Required task 1 ▸
Answer these questions about the R plotting post, one answer per line, marked the same way:
(a) Which two kinds of graphics has the writer already used successfully?
(b) What kind of file was the netcdf file created from?
(c) Which package does the code load first?

R Performance Polygons – Speeding Up Plotting of Polygons in R

polygonr

I want to plot the country borders of North America over a raster image depicting some variable and then overlay contours on top of the plot using R. I have been successful in doing this using base graphics and lattice, but it seems that the plotting process is much too slow! I have not done this in ggplot2 yet, but I doubt that it will fare better in terms of speed.

I have the data in a netcdf file created from a grib file. For now, I downloaded the country borders for Canada, USA and Mexico, which were available in RData files from GADM which read into R as SpatialPolygonsDataFrame objects.

Here is some code:

# Load packages
library(raster)

Supplied material ▸
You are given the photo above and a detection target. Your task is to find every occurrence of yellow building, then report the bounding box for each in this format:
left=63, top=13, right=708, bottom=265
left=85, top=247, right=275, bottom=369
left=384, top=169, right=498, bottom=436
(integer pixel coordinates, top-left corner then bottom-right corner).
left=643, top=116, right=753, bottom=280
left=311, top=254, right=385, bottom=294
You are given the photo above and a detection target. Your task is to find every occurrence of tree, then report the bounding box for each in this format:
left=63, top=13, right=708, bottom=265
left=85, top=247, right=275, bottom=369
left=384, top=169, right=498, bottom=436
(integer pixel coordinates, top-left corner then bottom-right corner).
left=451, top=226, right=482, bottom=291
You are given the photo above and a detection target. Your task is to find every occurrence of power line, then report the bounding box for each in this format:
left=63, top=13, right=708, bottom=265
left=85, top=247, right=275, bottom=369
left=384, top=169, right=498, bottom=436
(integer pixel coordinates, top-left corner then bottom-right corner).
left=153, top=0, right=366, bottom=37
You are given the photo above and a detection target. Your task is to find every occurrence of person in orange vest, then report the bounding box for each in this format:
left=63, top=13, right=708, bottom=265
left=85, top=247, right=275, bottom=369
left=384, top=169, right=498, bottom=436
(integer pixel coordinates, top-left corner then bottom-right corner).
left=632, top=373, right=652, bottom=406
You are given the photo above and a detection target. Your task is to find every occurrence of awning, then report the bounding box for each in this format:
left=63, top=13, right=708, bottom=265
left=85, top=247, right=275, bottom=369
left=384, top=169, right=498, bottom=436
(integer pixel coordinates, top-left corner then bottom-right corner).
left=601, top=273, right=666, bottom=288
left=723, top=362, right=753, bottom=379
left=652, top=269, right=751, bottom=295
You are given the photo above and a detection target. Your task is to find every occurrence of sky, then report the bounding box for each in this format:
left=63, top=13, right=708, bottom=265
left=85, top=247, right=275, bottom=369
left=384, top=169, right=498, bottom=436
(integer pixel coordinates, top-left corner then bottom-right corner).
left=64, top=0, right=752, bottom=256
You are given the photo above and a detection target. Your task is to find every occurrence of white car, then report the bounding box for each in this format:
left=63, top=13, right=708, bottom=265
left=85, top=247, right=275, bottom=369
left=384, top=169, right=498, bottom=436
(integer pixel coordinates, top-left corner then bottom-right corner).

Required task 2 ▸ In the listing, take the part that opens with the line containing "of tree, then" and closes with the line containing "left=632, top=373, right=652, bottom=406". Write those lines out again with "detection target" swapped for "search target" and everything else unchanged, and give only those lines.

Final result 1 ▸
(a) Base graphics and lattice
(b) A grib file
(c) raster

Final result 2 ▸
You are given the photo above and a search target. Your task is to find every occurrence of tree, then report the bounding box for each in this format:
left=63, top=13, right=708, bottom=265
left=85, top=247, right=275, bottom=369
left=384, top=169, right=498, bottom=436
(integer pixel coordinates, top-left corner then bottom-right corner).
left=451, top=226, right=482, bottom=291
You are given the photo above and a search target. Your task is to find every occurrence of power line, then report the bounding box for each in this format:
left=63, top=13, right=708, bottom=265
left=85, top=247, right=275, bottom=369
left=384, top=169, right=498, bottom=436
(integer pixel coordinates, top-left corner then bottom-right corner).
left=153, top=0, right=366, bottom=37
You are given the photo above and a search target. Your task is to find every occurrence of person in orange vest, then report the bounding box for each in this format:
left=63, top=13, right=708, bottom=265
left=85, top=247, right=275, bottom=369
left=384, top=169, right=498, bottom=436
(integer pixel coordinates, top-left corner then bottom-right corner).
left=632, top=373, right=652, bottom=406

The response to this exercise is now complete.